> Quoted text:
— start —

Updates from Letty – April 11, 2025

Blog posts are the personal views of Letty Hardi and not official statements or records on behalf of the Falls Church City Council

Dear Friends,

After having the 5th Monday off last week, we resumed budget season with a lengthy midnight meeting. Read on for my highlights, including a regional picture of the impacts of the federal changes which is important backdrop for our budget. Our budget discussion this week was focused on capital projects, long range affordable housing funding, and then revisiting the solid waste issue – aka “how should we pay for trash services” discussion that I last shared in October. To be clear, the trash issue is mostly budget neutral – it’s about who should pay for the service. You may be surprised to learn that less than half of the city’s households receive city solid waste services yet the cost is spread across the entire city. Unlike other public goods like education where I believe everyone should contribute and can access it – multifamily buildings can’t get city trash and recycling. Read on and let me know your thoughts.

Our Accessory Dwelling update is up for a final vote on Monday. You can read my last post for a recap of how the ordinance has evolved over the past year, links to the staff reports for the most accurate information, and my thoughts. We continue to take public comments over email and virtually or in person on Monday.

Finally – with the wet weather today, I’m moving my walking office hours as part of the Falls Church Fitness Challenge to Friday, April 25, 9 am and 12 pm. I am still holding office hours today at 12 pm, but moving them indoors to Preservation Biscuit Company if you’d like to come by and chat about any of these topics or others. If you haven’t started your fitness challenge, it’s not too late – we could all use some movement and mental health boost!

Take care,
Letty

What Happened This Week:

(1) Regional Perspectives

We invited two regional bodies Metropolitan Washington Council of Governments (MWCOG) and Northern Virginia Regional Commission (NVRC) to discuss the latest info on the regional impact of the federal workforce changes, and this was before the tariffs chaos. This is important context for us as we deliberate on the budget and keep in mind impacts to employment and local economy and the risks to city revenues and projects or programs funded by federal grants.

— end —

> Data section:
— start —

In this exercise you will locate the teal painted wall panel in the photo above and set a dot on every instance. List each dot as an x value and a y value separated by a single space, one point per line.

— end —

> Work instructions:
a) Please return everything from "What Happened This" down to "by federal grants." in the April 11 update, word for word.
b) Name each topic that the April 11 update says the council's budget discussion this week focused on.
The data play no part in what comes next.

> Expected answers:
a)
What Happened This Week:

(1) Regional Perspectives

We invited two regional bodies Metropolitan Washington Council of Governments (MWCOG) and Northern Virginia Regional Commission (NVRC) to discuss the latest info on the regional impact of the federal workforce changes, and this was before the tariffs chaos. This is important context for us as we deliberate on the budget and keep in mind impacts to employment and local economy and the risks to city revenues and projects or programs funded by federal grants.

b)
- Capital projects
- Long range affordable housing funding
- The solid waste issue (how the city should pay for trash services)